**CONSIGNES DE TRAVAIL**
**A)** Dans l'extrait sur la lecture en classe, réécrivez plus brièvement le paragraphe qui commence par « Quand les modules sur les ateliers de lecture ». Conservez-en les faits principaux.
**B)** Prolongez l'extrait sur la lecture en classe à partir de sa dernière phrase.

**EXTRAIT FOURNI**
○ ○ ○ ○ ○

Pour cela, il fallait sortir du traditionnel trio texte-questions-réponses et les plonger directement dans l’océan littéraire! Car comment peut-on apprendre à nager si l’on ne met jamais les pieds dans une étendue d’eau?

Comment en arriver à former des lecteurs pour la vie? Comment leur transmettre ce besoin de lire, ce plaisir de lire ? Est-ce que j’aime lire? Vers quels types de livres je me tourne? Est-ce que je prends le temps de lire pour le plaisir? Pourquoi je lis? Est-ce que je me baigne dans l’océan littéraire?

Quand les modules sur les ateliers de lecture ont été publiés en français, ma joie fut immense!!! Enfin, une ressource complète pour reconnaître une évolution concrète dans le comportement de mes lecteurs face à la lecture. Comprendre, apprécier, comparer, parler de nos lectures, échanger, partager. C’est ce que nous faisons au quotidien en classe.

Si vous étiez petit oiseau perché au bord des fenêtres de mon local, vous pourriez apercevoir des élèves prendre des notes dans leur journal de lecteur au beau milieu d’un chapitre de leur roman en cours, en vue de leur prochain club de lecture. Vous pourriez y découvrir un autre lecteur en train d’écrire sur notre graffiti littéraire une citation de son livre qui l’a touché. Vous verriez également des enfants étendus de tout leur long au sol, comme en train de se faire dorer au soleil, le nez plongé dans leur bouquin. Un autre pourrait remplir sa PAL (pile à lire), « car madame Marie, il y a trop de bons livres qui m’intéressent! ». Un débat pourrait se présenter devant vous et vous ne verriez que de la bienveillance, car nous accueillons les idées des autres afin de voir les choses autrement. Des stratégies enseignées sur comment découvrir les leçons de vie que l’auteur a voulu nous exposer sont offertes. Des roman-feuilleton, des lectures à haute voix (oui, même en sixième année, ils adorent!!!), des discussions profondes, des liens entre des lectures passées, des partages sur nos coup de cœur littéraire….

○ ○ ○ ○ ○

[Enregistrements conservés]
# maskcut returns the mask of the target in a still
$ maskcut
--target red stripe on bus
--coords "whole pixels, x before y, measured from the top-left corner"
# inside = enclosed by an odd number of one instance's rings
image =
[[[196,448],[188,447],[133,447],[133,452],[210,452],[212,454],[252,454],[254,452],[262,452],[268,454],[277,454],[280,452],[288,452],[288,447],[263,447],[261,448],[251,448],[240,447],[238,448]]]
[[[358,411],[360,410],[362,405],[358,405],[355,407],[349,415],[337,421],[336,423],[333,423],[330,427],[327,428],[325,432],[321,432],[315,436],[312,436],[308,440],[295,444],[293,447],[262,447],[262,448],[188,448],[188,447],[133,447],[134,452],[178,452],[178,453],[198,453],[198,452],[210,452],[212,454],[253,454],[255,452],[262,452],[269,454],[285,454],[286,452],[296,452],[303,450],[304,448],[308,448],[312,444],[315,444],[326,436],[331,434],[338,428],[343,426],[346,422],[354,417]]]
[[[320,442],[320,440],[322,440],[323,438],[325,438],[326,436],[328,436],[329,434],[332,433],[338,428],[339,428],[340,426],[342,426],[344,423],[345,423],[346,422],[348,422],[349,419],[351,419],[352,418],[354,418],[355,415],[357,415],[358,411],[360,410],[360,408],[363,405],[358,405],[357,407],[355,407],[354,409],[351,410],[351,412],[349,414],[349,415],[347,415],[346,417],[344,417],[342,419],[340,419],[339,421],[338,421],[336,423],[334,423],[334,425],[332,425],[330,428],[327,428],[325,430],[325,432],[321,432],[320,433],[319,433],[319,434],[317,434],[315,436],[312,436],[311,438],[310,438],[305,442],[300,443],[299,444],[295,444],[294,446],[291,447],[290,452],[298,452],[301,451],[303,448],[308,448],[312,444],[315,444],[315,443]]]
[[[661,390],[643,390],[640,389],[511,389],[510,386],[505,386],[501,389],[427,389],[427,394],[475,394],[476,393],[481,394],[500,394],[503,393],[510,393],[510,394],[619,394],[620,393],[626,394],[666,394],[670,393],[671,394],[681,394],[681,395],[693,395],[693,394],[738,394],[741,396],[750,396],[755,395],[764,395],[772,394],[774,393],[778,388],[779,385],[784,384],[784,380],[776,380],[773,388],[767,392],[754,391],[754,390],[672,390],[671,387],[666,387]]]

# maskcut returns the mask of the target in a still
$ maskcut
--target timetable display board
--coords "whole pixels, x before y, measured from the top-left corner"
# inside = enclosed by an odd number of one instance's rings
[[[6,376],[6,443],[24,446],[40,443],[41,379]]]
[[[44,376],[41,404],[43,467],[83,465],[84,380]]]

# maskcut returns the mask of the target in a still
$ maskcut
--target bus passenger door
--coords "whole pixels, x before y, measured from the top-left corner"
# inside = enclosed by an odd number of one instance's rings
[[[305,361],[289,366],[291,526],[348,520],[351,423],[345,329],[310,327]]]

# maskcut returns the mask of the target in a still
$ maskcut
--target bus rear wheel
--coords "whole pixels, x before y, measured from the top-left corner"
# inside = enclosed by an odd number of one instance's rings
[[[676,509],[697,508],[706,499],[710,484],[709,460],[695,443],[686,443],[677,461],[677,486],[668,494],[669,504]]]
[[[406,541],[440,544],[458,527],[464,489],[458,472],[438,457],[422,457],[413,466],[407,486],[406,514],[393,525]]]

○ ○ ○ ○ ○

**ENSEMBLE DES RÉPONSES**
**A)** Ma joie fut immense quand les modules sur les ateliers de lecture ont paru en français. C'était enfin une ressource complète pour reconnaître une évolution concrète du comportement de mes lecteurs face à la lecture. Chaque jour en classe, nous comprenons, apprécions, comparons, échangeons et partageons nos lectures, et nous en parlons.

**B)**
Enseignante, je suis, mais lectrice aussi! J’en suis donc venue à ce constat que je ne peux qu’enseigner ce que je suis et que, si je veux leur apprendre à nager, il faut que je nage moi aussi!

 Si nous ne lisons pas, nous ne donnerons pas le goût de la lecture à nos élèves. Pas pour de vrai du moins. Oui, le temps est précieux, nous avons une famille, un amoureux, des amis à prendre soin. Mais nous devons en tant qu’enseignant faire une place dans notre horaire pour la lecture. Elle est primordiale.

Voici ma recette secrète pour que celle-ci soit une priorité dans mon quotidien.

  • Je me crée une atmosphère de lecture (un coin pour moi avec bol de café, doudou et feu de foyer, pourquoi pas?)
  • Le dimanche soir, c’est mon temps pour faire ma liste de ce que je veux faire dans ma semaine : pour moi, pour ma famille, pour mon travail. Je place ces choses à faire dans mon horaire en accordant du temps pour la lecture : c’est une priorité et je n’y déroge pas. 
  • Je lis ce que mes élèves pourraient aimer lire : rien de mieux que de lire les mêmes romans, albums, bd que les jeunes de ma classe pour qu’ils sentent que je m’intéresse à eux. J’ai alors en classe de vraies conversations littéraires.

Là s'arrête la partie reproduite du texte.